SOURCE TEXT>
--
Written by Suchit Punnose | Dec 19, 2016 12:00:00 AM

Look back as little as ten years and you’d find a very different Indian Property Market from the one we know today: Central Government Policy on Property, indeed the very question of whether the Government even had a Property Policy worthy of the name, was a vexatious and thinly understood issue. In particular, the Indian Government had markedly failed to come to terms with radical problems caused by a surge in unplanned urbanisation, unleashed by the rapid strengthening of the underlying economy; in addition to which income disparity and sector specific unemployment across the subcontinent had also contributed to a national housing shortage which was running at 51 million units by 2011.

But that’s all changed now.

Equity Investments in Property Projects are now on the increase. According to this month’s JLL India Report, out of a total of $5.2 Billion worth of private equity investments over the last two years, no less than 43% were effected in Property Projects using equity structures (that is, investment in the corporate vehicle carrying out the development rather than the resulting bricks and mortar put on sale to the public); and in the year to date, more than $2.8 Billion worth of these platforms have been created and are focused on producing affordable and middle-income housing.
--
TO-DO LIST>
A. Extract the passage of the Indian property market article between "Written by Suchit" and "units by 2011.", inclusive.
B. According to the Indian property market article, how large was the national housing shortage by 2011?
C. Continue the Indian property market article from its last sentence.

DATA LINES>
--
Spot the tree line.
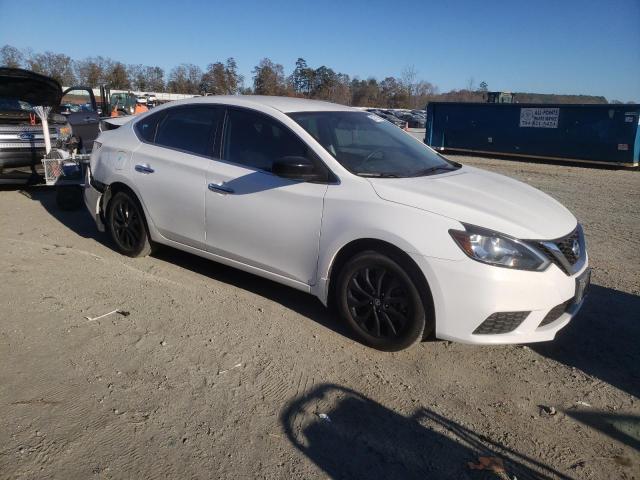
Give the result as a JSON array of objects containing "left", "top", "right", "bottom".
[{"left": 0, "top": 45, "right": 620, "bottom": 108}]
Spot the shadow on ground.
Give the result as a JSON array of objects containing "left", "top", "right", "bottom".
[
  {"left": 532, "top": 285, "right": 640, "bottom": 397},
  {"left": 14, "top": 187, "right": 354, "bottom": 339},
  {"left": 17, "top": 187, "right": 640, "bottom": 397},
  {"left": 280, "top": 384, "right": 569, "bottom": 480}
]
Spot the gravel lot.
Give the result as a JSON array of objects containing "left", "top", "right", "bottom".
[{"left": 0, "top": 157, "right": 640, "bottom": 480}]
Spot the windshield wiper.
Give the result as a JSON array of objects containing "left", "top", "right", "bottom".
[
  {"left": 356, "top": 172, "right": 400, "bottom": 178},
  {"left": 411, "top": 165, "right": 457, "bottom": 177}
]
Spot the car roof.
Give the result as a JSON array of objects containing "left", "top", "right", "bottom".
[{"left": 162, "top": 95, "right": 362, "bottom": 113}]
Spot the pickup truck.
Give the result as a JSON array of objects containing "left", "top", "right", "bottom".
[{"left": 0, "top": 67, "right": 100, "bottom": 173}]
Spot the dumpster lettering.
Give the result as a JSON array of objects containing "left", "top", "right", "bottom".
[{"left": 520, "top": 108, "right": 560, "bottom": 128}]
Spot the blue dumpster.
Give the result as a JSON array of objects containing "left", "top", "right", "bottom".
[{"left": 424, "top": 102, "right": 640, "bottom": 167}]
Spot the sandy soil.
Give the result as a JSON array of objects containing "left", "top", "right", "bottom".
[{"left": 0, "top": 157, "right": 640, "bottom": 480}]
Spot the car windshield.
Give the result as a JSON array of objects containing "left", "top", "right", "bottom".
[{"left": 289, "top": 112, "right": 460, "bottom": 177}]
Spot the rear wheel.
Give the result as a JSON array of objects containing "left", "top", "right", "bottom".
[
  {"left": 336, "top": 251, "right": 426, "bottom": 351},
  {"left": 107, "top": 192, "right": 151, "bottom": 257}
]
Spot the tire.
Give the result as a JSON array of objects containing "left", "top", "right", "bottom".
[
  {"left": 335, "top": 250, "right": 427, "bottom": 352},
  {"left": 107, "top": 191, "right": 152, "bottom": 258}
]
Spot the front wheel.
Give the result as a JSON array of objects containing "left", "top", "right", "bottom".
[
  {"left": 107, "top": 192, "right": 151, "bottom": 257},
  {"left": 336, "top": 251, "right": 426, "bottom": 351}
]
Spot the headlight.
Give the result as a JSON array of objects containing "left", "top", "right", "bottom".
[{"left": 449, "top": 225, "right": 550, "bottom": 270}]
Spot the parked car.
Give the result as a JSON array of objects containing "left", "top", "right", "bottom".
[
  {"left": 395, "top": 112, "right": 427, "bottom": 128},
  {"left": 0, "top": 68, "right": 99, "bottom": 171},
  {"left": 369, "top": 110, "right": 407, "bottom": 128},
  {"left": 85, "top": 96, "right": 590, "bottom": 350}
]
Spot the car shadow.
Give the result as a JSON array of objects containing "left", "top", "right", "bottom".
[
  {"left": 280, "top": 384, "right": 570, "bottom": 480},
  {"left": 14, "top": 186, "right": 115, "bottom": 248},
  {"left": 564, "top": 409, "right": 640, "bottom": 452},
  {"left": 153, "top": 247, "right": 356, "bottom": 341},
  {"left": 13, "top": 187, "right": 355, "bottom": 341},
  {"left": 531, "top": 285, "right": 640, "bottom": 398},
  {"left": 13, "top": 187, "right": 640, "bottom": 397}
]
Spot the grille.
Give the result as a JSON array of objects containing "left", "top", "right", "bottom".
[
  {"left": 537, "top": 228, "right": 582, "bottom": 275},
  {"left": 538, "top": 300, "right": 571, "bottom": 327},
  {"left": 473, "top": 312, "right": 531, "bottom": 335}
]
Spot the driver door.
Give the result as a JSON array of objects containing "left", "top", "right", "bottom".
[{"left": 205, "top": 108, "right": 328, "bottom": 285}]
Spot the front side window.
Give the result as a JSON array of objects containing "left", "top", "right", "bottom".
[
  {"left": 222, "top": 109, "right": 311, "bottom": 172},
  {"left": 154, "top": 106, "right": 220, "bottom": 156},
  {"left": 289, "top": 112, "right": 459, "bottom": 177}
]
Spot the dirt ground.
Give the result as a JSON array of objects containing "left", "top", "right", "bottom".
[{"left": 0, "top": 157, "right": 640, "bottom": 480}]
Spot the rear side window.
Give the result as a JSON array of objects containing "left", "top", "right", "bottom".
[
  {"left": 223, "top": 109, "right": 312, "bottom": 172},
  {"left": 135, "top": 112, "right": 164, "bottom": 143},
  {"left": 154, "top": 106, "right": 220, "bottom": 156}
]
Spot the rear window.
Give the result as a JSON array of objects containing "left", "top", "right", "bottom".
[
  {"left": 135, "top": 112, "right": 164, "bottom": 143},
  {"left": 154, "top": 106, "right": 220, "bottom": 156}
]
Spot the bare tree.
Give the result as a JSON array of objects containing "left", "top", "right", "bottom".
[
  {"left": 167, "top": 63, "right": 202, "bottom": 94},
  {"left": 253, "top": 58, "right": 287, "bottom": 95},
  {"left": 400, "top": 65, "right": 418, "bottom": 108},
  {"left": 74, "top": 56, "right": 113, "bottom": 87},
  {"left": 27, "top": 51, "right": 76, "bottom": 86},
  {"left": 0, "top": 45, "right": 24, "bottom": 68}
]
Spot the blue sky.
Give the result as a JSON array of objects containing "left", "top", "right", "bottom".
[{"left": 0, "top": 0, "right": 640, "bottom": 102}]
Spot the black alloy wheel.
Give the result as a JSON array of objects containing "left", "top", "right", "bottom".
[
  {"left": 338, "top": 252, "right": 426, "bottom": 351},
  {"left": 108, "top": 192, "right": 151, "bottom": 257}
]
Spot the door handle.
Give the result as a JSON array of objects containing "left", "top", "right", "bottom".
[
  {"left": 135, "top": 163, "right": 155, "bottom": 173},
  {"left": 209, "top": 183, "right": 234, "bottom": 195}
]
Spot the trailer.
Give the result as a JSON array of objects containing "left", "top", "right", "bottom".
[{"left": 424, "top": 102, "right": 640, "bottom": 167}]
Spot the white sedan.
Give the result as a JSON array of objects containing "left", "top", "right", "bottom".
[{"left": 85, "top": 96, "right": 590, "bottom": 350}]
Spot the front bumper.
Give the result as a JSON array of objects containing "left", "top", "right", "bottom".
[{"left": 412, "top": 253, "right": 588, "bottom": 344}]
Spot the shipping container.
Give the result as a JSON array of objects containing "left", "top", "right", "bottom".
[{"left": 424, "top": 102, "right": 640, "bottom": 167}]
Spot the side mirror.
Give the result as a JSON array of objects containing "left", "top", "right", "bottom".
[{"left": 271, "top": 156, "right": 324, "bottom": 182}]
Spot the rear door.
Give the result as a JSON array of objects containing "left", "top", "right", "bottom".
[
  {"left": 206, "top": 108, "right": 328, "bottom": 285},
  {"left": 60, "top": 87, "right": 100, "bottom": 152},
  {"left": 132, "top": 105, "right": 223, "bottom": 250}
]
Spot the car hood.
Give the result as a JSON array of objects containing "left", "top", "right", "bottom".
[
  {"left": 367, "top": 166, "right": 577, "bottom": 240},
  {"left": 0, "top": 67, "right": 62, "bottom": 107}
]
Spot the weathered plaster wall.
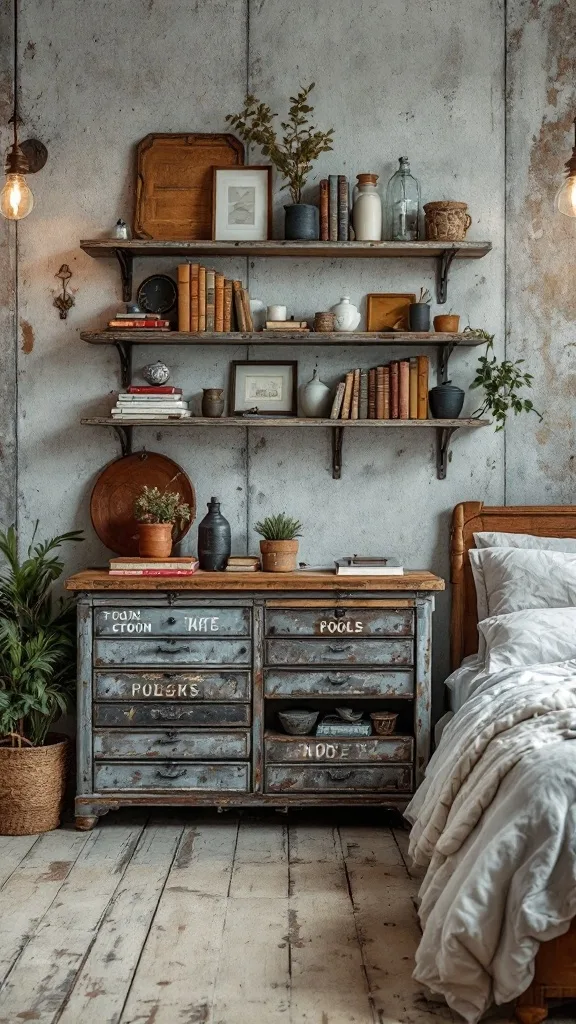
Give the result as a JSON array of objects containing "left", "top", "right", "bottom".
[
  {"left": 8, "top": 0, "right": 504, "bottom": 696},
  {"left": 506, "top": 0, "right": 576, "bottom": 505}
]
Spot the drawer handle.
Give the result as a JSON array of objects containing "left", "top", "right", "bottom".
[
  {"left": 156, "top": 765, "right": 188, "bottom": 779},
  {"left": 150, "top": 708, "right": 193, "bottom": 722}
]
--
RESULTS IN ORDER>
A.
Written by Suchit Punnose | Dec 19, 2016 12:00:00 AM

Look back as little as ten years and you’d find a very different Indian Property Market from the one we know today: Central Government Policy on Property, indeed the very question of whether the Government even had a Property Policy worthy of the name, was a vexatious and thinly understood issue. In particular, the Indian Government had markedly failed to come to terms with radical problems caused by a surge in unplanned urbanisation, unleashed by the rapid strengthening of the underlying economy; in addition to which income disparity and sector specific unemployment across the subcontinent had also contributed to a national housing shortage which was running at 51 million units by 2011.

B. 51 million units.

C.
All that may sound like dry statistics, but don’t be fooled. It points to a deeper fact of potentially profound importance to the future of the property sector on the subcontinent.

Investors will usually only make an equity investment of that kind if they are confident the project will actually be seen through to completion at a profit. Ask anyone involved in project finance and they will tell you that despite all the millions invested and no matter how good it looks, a power station is only worth having if it’s finished and has started generating power. Nobody wants a half built Facility just as nobody wants a half-built block of flats, and a half-built block of flats will do nothing to address an urban housing shortage. It will do nothing, in short, to deal with that 51 million shortfalls from 2011.

All of which brings us back to the role of Central Government in India because it has finally woken up to the need to step in and help chart for investors a clear course through a development’s life; giving in the process the sort of assurances on effective completion that equity investors have traditionally been lacking.

Its key instrument of policy has been the Real Estate (Property and Development) Act 2016 (“REDA”).

All commercial and residential real estate projects of 500 square meters and more (that’s all the projects that matter) must now be registered under the terms of REDA with the Real Estate Regulatory Authority (“RERA”), and RERA then acts as an agent to provide greater transparency on what the project in question involves and on when it is likely to be completed. Cast your mind back to the power station analogy; RERA gives the transparency an investor needs to understand enough about the project to make it worth investing in. It’s not a shot in the dark on whether it will be completed at all.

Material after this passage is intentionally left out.